# START OF Information shown

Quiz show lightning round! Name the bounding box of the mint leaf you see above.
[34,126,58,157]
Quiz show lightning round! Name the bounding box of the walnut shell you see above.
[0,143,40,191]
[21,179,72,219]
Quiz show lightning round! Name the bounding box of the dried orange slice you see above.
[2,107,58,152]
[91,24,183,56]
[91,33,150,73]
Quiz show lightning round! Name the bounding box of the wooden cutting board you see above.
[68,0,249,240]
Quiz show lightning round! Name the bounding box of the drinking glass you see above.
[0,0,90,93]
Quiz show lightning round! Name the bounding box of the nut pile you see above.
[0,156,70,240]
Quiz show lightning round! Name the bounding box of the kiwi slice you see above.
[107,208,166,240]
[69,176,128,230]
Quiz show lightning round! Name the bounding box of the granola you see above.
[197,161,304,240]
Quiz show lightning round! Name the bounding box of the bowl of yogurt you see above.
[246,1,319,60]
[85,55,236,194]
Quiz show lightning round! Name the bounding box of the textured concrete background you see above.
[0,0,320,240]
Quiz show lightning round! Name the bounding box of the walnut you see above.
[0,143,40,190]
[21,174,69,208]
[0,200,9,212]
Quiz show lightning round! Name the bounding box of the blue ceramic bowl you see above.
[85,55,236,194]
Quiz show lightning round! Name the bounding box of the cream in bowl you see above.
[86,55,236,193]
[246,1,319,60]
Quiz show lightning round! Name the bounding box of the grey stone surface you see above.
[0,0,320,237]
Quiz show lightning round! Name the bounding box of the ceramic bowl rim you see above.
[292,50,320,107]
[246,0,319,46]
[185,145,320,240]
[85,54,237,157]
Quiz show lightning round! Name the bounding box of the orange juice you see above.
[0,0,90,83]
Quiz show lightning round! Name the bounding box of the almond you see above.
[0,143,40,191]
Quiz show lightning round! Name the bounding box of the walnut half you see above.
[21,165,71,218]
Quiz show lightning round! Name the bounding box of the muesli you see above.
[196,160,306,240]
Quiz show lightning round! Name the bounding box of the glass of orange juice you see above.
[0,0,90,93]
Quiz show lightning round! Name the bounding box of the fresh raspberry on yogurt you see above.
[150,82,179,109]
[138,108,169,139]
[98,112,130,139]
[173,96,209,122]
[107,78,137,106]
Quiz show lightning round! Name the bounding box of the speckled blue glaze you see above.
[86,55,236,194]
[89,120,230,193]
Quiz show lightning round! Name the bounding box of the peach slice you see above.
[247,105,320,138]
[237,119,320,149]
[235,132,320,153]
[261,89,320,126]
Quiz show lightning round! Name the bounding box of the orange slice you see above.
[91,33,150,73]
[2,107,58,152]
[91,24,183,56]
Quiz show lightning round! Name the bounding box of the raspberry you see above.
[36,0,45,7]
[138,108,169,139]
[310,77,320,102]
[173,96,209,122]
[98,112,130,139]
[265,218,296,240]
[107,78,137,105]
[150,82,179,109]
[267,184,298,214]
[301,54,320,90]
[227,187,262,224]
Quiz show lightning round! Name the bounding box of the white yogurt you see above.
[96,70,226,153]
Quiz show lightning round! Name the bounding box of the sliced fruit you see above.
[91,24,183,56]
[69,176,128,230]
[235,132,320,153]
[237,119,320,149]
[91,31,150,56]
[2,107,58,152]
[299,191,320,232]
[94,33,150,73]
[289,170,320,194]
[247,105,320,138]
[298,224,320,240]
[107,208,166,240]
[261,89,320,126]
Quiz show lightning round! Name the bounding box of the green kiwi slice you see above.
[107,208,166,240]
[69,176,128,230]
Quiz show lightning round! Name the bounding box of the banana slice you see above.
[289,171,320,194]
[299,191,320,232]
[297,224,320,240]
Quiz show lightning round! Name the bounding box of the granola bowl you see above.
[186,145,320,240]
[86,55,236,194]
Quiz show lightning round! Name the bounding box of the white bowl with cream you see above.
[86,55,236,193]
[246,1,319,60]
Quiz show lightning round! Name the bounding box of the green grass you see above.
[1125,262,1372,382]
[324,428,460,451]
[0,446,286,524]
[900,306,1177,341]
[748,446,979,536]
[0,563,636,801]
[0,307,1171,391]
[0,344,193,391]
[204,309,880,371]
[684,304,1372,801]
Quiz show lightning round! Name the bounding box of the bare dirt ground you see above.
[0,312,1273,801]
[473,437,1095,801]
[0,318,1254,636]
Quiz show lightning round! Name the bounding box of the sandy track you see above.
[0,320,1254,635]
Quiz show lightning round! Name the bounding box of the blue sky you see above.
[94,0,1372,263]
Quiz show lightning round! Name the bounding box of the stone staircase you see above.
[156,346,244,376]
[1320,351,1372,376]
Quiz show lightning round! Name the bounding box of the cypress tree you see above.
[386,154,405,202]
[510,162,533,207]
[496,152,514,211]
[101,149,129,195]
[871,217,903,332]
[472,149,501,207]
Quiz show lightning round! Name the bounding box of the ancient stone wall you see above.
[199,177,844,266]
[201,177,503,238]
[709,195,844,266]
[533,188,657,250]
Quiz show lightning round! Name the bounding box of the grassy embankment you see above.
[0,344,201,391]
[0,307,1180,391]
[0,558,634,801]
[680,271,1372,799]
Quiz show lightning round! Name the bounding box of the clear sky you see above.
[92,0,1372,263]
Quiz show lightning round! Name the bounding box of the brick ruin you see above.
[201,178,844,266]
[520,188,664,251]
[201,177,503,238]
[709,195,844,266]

# END OF Information shown

Set task: Please convert the records above into a two-column CSV with the headers text and answer. Give one row for each line of text, with every bracketed answer that follows it up to the next line of text in the answer field, and put each field in quotes with line breaks turned into spaces.

Written solution:
text,answer
"Quiz show lightning round! Name the bounding box of the mint leaf you see above.","[34,126,58,157]"
"Quiz show lightning round! Name the bounding box of the walnut shell you see above.","[0,143,40,191] [21,179,72,219]"
"Quiz show lightning round! Name the bounding box of the dried orange slice you see above.","[2,107,58,152] [91,24,183,56] [91,33,150,73]"
"Quiz show lightning round! Name the bounding box of the wooden cutting board you see above.","[68,0,249,240]"
"Quiz show lightning round! Name the bounding box of the drinking glass you see above.","[0,0,90,93]"
"Quiz show lightning round! Name the bounding box of the nut pile you see above.","[0,156,70,240]"
"Quiz show lightning round! Name the bounding box of the kiwi slice you see above.","[107,208,166,240] [69,176,128,230]"
"Quiz show lightning round! Name the bounding box of the granola you see above.","[197,161,304,240]"
"Quiz show lightning round! Name the bounding box of the bowl of yogurt you see above.","[246,1,319,60] [85,55,236,194]"
"Quiz show lightning round! Name the bounding box of the textured concrete background you see above.","[0,0,320,240]"
"Quiz show lightning round! Name the bounding box of the walnut you see above.","[0,143,40,190] [21,174,69,208] [0,200,9,212]"
"Quiz show lightning round! Name the bounding box of the blue ceramic bowl you see above.","[85,55,236,194]"
"Quiz show lightning round! Name the bounding box of the cream in bowl you see above.","[86,55,236,193] [246,1,319,60]"
"Quiz show lightning round! Name the bounding box of the grey stone surface you see above.","[0,0,320,237]"
"Quiz show lightning round! Name the bounding box of the ceramic bowl rim you see above.","[292,50,320,107] [246,0,319,46] [185,145,320,240] [85,54,237,157]"
"Quiz show lightning round! Name the bounding box of the orange juice you see above.","[0,0,90,83]"
"Quiz show lightning round! Name the bounding box of the almond you see above.","[0,143,40,191]"
"Quiz show lightning round! Name the bounding box of the walnut half you see above.","[21,165,71,218]"
"Quiz show lightning round! Name the bounding box of the muesli you see above.","[196,160,306,240]"
"Quiz show lightning round! Name the bounding box of the glass of orange juice you see above.","[0,0,90,93]"
"Quiz show lightning round! Name the bounding box of the fresh raspberry on yogurt you see above.","[150,82,179,109] [138,108,169,139] [98,112,130,139] [173,96,209,122] [107,78,137,106]"
"Quiz show lightning round! Name the bounding box of the speckled blue glaze you see above.","[86,55,236,194] [89,120,230,193]"
"Quiz show lightning round! Name the bounding box of the peach slice you see above.","[247,105,320,138] [237,119,320,149] [235,132,320,153] [261,89,320,126]"
"Quiz show lightning round! Name the bounding box of the orange slice you see above.","[91,33,150,73] [2,107,58,152] [91,24,183,56]"
"Quiz show lightning round! Name the bounding box of the raspberry you see above.","[36,0,45,7] [138,108,169,139] [310,77,320,102] [173,96,209,122] [98,112,130,139] [265,218,296,240] [107,78,137,105] [150,82,179,109] [267,184,298,214] [301,54,320,90] [227,187,262,224]"
"Quiz show lightning round! Name the bounding box of the white yogurt you see above.","[96,70,226,153]"
"Quiz show lightning round! Name the bounding box of the sliced fruit you see above.","[91,24,183,56] [69,176,128,230] [235,132,320,153] [237,119,320,149] [91,31,150,56] [2,107,58,152] [299,191,320,232] [94,33,150,73] [289,170,320,194] [247,105,320,138] [298,224,320,240] [107,208,166,240] [261,89,320,126]"
"Quiz show lightning round! Name the bounding box of the green kiwi slice you see above.","[107,208,166,240] [69,176,128,230]"
"Quiz show lightning round! Name the bounding box of the banana slice you see above.","[289,171,320,194] [299,191,320,232] [297,224,320,240]"
"Quiz show lightning round! Name the bounding box of the granola bowl you see above.","[186,145,320,240] [86,55,236,194]"
"Quiz show lightning round! Name the bounding box of the white bowl with cream you see above.","[86,55,236,193] [246,1,319,60]"
"Quiz show lightning round! Name the bounding box of the green grass you see above.","[1125,262,1372,382] [324,428,460,451] [0,446,286,524] [900,306,1177,341] [748,446,979,536] [0,563,636,801] [0,307,1171,391] [0,344,193,391] [204,309,880,371] [684,304,1372,801]"
"Quiz show lightning round! Name the bounding box of the bare dirt ground you see above.","[0,312,1273,801] [473,437,1095,801] [0,318,1254,636]"
"Quiz show lightning round! Name the bounding box of the sandy track you see above.","[0,320,1254,635]"
"Quiz show lightning round! Name the bounding box of the blue sky you see above.","[94,0,1372,263]"
"Quiz show lightning round! Name the bounding box of the stone staircase you see above.","[156,346,244,376] [1320,351,1372,376]"
"Quiz show lightning round! Name the bounding box of the cypress tree you see above.","[386,154,405,202] [510,162,533,207] [496,152,514,211] [101,149,129,195] [871,217,903,332] [472,149,501,207]"
"Quiz show lightning round! Name the bounding box of the ancient stone wall you see above.","[199,177,844,266] [201,177,503,238] [709,195,844,266] [533,188,657,250]"
"Quiz show lightning round! Name the bounding box of the grassy embankment you see above.","[0,344,201,391] [0,307,1180,391] [0,558,634,801] [680,271,1372,799]"
"Quiz show lightning round! Name the bounding box of the clear sky you see above.","[92,0,1372,263]"
"Quiz show lightning round! Name the bounding box of the brick ruin you see above.","[201,178,844,266] [520,188,664,251] [201,177,503,238] [709,195,844,266]"